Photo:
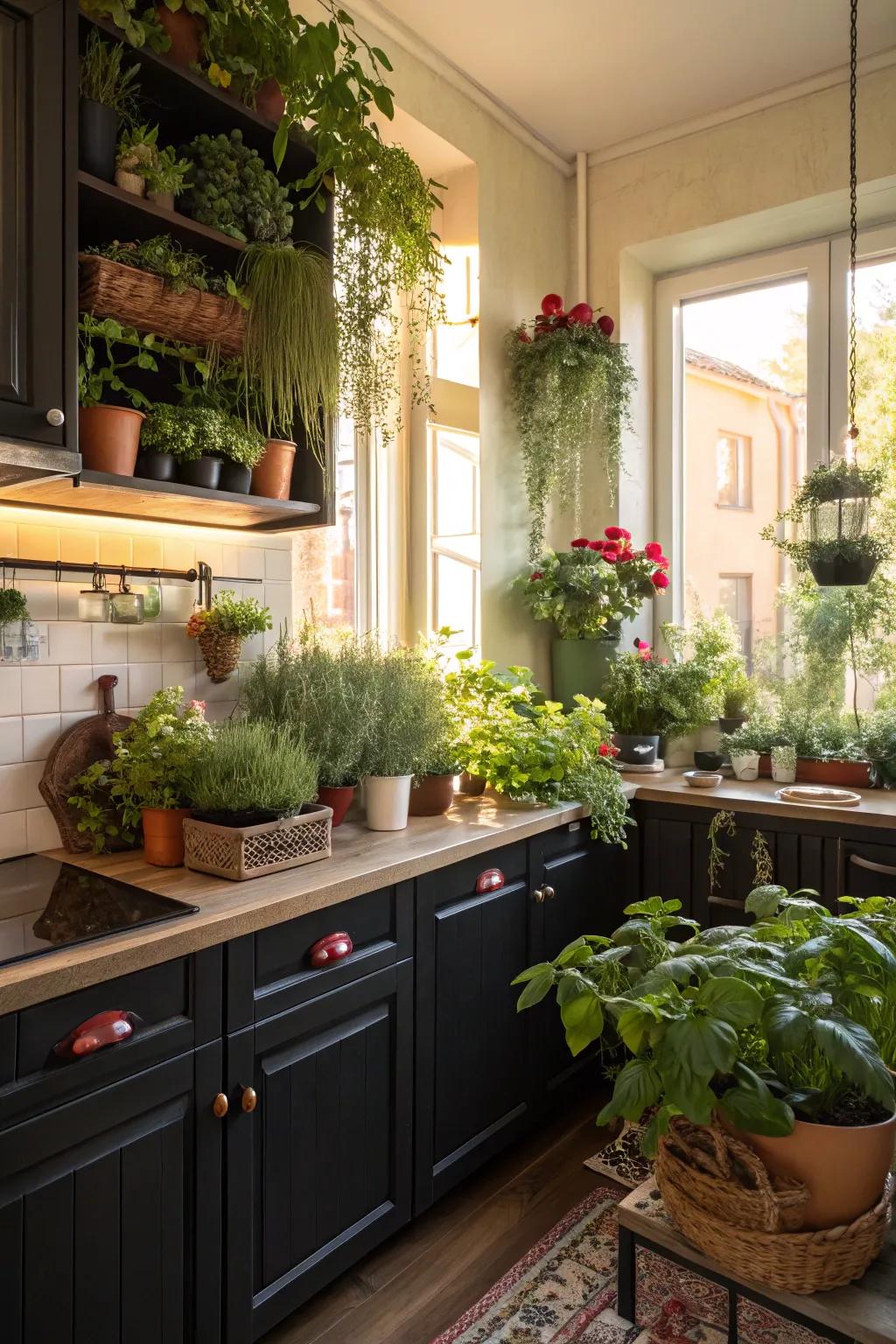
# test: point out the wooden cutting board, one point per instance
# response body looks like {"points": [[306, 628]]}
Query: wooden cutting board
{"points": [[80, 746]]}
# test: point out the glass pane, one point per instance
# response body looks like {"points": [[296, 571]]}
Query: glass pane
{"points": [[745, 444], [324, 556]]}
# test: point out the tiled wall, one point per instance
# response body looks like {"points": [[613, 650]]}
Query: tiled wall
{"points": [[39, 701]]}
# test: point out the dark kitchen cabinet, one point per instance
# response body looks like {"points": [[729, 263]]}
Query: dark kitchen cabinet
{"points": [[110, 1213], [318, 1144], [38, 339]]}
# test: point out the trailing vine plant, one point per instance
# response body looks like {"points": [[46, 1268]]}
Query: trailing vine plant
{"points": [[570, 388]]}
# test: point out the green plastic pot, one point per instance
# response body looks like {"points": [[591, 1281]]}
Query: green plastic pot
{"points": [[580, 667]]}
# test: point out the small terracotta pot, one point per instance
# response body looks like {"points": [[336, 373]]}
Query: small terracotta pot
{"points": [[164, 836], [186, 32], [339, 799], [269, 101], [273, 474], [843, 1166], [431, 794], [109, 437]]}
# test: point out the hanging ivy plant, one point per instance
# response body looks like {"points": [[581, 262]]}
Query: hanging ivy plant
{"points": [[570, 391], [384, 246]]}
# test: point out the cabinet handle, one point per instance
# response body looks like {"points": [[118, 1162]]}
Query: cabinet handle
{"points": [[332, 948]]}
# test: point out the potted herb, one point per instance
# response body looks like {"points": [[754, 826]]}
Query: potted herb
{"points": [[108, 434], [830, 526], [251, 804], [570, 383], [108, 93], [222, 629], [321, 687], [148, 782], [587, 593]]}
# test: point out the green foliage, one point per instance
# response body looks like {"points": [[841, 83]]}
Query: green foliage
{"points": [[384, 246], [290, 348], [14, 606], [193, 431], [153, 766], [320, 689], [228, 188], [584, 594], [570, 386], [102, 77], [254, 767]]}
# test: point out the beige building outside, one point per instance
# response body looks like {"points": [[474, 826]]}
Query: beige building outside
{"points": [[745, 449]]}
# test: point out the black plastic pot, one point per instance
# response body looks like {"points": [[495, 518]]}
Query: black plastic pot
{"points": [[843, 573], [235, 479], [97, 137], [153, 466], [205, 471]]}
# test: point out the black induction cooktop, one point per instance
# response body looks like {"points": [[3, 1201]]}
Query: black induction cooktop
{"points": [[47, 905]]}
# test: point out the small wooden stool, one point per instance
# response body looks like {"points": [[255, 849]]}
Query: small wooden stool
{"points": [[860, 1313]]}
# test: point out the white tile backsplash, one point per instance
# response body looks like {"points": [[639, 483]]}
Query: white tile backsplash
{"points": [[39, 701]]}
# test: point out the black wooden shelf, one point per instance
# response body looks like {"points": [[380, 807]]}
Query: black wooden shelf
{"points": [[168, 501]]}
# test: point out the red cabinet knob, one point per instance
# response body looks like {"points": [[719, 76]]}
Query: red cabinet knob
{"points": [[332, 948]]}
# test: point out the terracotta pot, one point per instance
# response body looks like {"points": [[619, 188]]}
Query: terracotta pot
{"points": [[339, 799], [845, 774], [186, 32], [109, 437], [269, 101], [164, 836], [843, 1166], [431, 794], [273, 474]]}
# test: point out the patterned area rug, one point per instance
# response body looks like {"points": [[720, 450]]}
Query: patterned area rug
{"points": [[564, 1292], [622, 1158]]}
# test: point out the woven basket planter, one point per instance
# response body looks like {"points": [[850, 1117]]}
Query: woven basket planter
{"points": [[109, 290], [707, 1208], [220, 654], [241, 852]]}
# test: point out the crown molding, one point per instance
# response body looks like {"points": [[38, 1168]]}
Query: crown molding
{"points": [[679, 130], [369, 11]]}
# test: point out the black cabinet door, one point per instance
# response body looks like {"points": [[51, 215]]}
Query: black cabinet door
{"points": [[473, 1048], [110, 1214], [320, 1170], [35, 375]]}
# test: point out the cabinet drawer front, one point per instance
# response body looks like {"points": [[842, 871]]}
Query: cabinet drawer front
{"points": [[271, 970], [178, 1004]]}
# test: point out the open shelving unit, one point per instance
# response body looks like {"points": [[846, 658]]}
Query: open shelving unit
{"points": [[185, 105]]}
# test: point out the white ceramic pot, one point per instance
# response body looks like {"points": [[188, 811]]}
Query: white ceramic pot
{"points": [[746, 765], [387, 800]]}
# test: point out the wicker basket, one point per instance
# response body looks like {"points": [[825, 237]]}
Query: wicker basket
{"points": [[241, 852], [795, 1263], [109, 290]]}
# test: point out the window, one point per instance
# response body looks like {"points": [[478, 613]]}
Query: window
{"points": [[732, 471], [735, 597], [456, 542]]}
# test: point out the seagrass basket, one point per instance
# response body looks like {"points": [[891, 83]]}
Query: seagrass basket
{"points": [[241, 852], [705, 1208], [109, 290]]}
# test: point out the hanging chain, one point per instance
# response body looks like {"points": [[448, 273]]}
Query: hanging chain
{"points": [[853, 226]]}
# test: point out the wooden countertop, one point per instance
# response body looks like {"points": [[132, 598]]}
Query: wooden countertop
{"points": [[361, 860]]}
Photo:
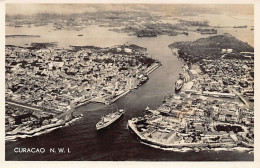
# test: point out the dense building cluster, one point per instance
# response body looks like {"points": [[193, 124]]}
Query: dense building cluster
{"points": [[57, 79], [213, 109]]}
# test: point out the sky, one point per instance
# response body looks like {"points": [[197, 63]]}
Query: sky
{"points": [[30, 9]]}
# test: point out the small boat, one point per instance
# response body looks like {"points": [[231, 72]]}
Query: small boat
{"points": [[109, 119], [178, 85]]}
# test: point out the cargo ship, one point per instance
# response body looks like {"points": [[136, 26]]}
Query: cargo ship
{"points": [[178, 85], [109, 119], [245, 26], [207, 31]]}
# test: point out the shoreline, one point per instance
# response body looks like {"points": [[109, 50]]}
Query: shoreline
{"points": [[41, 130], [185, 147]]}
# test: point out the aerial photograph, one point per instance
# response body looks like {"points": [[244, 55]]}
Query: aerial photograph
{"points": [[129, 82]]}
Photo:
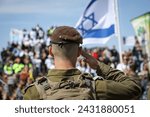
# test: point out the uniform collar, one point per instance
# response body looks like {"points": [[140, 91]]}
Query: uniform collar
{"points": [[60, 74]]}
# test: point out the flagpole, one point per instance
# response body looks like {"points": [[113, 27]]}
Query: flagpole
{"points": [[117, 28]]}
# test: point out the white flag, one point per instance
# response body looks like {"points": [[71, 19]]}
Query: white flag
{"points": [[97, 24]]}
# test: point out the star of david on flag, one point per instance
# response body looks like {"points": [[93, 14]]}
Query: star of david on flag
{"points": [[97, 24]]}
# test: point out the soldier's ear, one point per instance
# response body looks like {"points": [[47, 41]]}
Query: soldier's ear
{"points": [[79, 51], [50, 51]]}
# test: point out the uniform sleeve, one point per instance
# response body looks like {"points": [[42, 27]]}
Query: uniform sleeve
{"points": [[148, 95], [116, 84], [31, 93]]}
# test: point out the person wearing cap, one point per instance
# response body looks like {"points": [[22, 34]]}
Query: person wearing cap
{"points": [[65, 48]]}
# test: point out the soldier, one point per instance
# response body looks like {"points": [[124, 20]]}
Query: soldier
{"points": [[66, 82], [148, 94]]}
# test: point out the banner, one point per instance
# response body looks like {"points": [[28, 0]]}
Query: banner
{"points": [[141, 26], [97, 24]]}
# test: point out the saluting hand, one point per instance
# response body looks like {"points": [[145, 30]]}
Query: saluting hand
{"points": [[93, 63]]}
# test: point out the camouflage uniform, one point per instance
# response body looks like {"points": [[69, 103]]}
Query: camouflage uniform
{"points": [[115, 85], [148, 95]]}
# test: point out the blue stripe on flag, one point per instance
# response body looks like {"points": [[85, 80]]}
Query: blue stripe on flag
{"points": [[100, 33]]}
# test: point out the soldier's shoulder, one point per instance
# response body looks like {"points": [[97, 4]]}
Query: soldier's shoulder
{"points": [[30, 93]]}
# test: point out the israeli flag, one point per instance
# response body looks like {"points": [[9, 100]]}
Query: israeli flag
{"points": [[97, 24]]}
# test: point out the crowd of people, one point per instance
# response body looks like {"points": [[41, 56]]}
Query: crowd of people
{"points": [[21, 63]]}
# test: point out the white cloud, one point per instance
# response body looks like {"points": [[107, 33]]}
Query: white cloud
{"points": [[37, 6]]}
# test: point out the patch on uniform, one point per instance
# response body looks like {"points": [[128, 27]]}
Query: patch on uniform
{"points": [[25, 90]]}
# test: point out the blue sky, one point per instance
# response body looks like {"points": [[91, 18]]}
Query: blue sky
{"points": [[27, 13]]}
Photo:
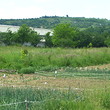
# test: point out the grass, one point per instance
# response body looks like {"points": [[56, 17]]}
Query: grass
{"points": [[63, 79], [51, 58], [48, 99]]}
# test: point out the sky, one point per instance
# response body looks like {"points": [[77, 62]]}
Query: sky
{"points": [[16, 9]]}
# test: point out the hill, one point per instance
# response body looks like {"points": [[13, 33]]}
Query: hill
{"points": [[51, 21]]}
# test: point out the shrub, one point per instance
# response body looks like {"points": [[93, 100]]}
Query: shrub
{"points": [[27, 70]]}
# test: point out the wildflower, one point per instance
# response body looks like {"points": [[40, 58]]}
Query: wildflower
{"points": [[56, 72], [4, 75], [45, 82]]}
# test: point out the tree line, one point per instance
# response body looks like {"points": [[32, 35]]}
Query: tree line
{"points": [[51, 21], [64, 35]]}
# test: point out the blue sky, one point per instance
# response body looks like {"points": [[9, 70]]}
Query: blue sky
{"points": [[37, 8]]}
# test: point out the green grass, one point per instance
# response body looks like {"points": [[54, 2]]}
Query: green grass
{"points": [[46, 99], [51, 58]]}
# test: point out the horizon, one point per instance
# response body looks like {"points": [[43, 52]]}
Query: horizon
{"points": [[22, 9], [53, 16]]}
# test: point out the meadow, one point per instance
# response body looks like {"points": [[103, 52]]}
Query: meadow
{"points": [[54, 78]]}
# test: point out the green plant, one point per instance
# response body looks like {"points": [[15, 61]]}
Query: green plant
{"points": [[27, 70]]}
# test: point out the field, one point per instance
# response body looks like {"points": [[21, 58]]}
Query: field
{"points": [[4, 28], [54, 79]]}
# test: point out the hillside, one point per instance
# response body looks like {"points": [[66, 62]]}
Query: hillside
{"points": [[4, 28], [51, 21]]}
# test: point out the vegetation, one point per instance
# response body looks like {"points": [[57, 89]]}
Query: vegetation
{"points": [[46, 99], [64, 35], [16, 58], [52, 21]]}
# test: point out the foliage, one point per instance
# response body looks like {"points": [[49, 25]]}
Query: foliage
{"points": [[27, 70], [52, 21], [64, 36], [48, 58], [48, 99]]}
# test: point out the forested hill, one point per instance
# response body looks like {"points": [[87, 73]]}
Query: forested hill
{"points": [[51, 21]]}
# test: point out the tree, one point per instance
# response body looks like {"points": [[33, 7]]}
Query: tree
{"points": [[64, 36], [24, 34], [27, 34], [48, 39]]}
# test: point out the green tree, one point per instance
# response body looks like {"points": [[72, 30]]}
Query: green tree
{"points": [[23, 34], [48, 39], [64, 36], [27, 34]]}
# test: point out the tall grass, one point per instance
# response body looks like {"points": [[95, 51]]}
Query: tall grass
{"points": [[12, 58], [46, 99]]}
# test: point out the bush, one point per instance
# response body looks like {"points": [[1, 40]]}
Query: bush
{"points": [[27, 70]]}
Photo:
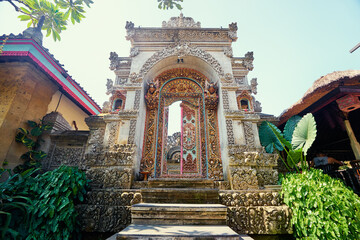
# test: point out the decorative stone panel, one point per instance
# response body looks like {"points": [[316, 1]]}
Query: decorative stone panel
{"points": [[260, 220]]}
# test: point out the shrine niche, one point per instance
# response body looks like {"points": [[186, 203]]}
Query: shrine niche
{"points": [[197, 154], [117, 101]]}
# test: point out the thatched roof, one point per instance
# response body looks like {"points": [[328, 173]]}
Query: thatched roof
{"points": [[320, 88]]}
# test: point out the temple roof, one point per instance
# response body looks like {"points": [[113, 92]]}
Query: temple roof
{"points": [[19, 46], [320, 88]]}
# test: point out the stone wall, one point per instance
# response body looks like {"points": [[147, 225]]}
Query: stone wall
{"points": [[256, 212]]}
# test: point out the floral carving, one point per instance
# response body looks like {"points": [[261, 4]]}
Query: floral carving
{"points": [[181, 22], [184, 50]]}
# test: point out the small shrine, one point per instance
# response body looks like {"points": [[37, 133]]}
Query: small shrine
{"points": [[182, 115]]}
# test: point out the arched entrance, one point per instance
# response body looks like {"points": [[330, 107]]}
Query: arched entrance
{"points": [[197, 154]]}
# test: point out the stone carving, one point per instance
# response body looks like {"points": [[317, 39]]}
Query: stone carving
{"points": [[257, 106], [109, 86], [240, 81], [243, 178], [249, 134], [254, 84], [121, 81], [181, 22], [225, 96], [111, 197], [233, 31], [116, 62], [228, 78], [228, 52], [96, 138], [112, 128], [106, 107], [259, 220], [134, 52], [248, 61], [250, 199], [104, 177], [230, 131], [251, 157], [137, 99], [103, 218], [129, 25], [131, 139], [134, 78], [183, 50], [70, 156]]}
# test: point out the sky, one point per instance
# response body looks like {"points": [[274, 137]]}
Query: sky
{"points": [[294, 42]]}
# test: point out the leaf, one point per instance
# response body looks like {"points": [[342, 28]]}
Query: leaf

• Job: Quote verbatim the line containing "# test: point out the floral" and every line after it through the end of the records above.

• Response below:
# test: point out the floral carving, one point per instance
# response body looks like {"points": [[261, 4]]}
Query: floral carving
{"points": [[181, 22], [184, 50]]}
# test: point out the small shrine, one point per instance
# response body looks like {"points": [[37, 133]]}
Query: small shrine
{"points": [[182, 115]]}
# test: point out the arched entrance, one point per instance
# response body looks like {"points": [[330, 107]]}
Query: arched entrance
{"points": [[197, 154]]}
# test: point out the stone carving, one point per instance
# response body looks like {"points": [[317, 39]]}
Query: stone carving
{"points": [[257, 106], [109, 86], [240, 81], [243, 178], [249, 134], [254, 84], [121, 81], [181, 22], [225, 96], [111, 197], [233, 31], [116, 62], [228, 78], [228, 52], [96, 138], [112, 128], [106, 107], [259, 220], [134, 52], [248, 61], [250, 199], [104, 177], [230, 131], [251, 157], [137, 99], [103, 218], [129, 25], [131, 139], [134, 78], [183, 50], [70, 156]]}
# test: point out the sky, one point per instance
# response body looks like {"points": [[274, 137]]}
Query: sky
{"points": [[294, 42]]}
# test: point out the leaf, one point per instance
# response body looks like {"points": [[342, 28]]}
Query: leaf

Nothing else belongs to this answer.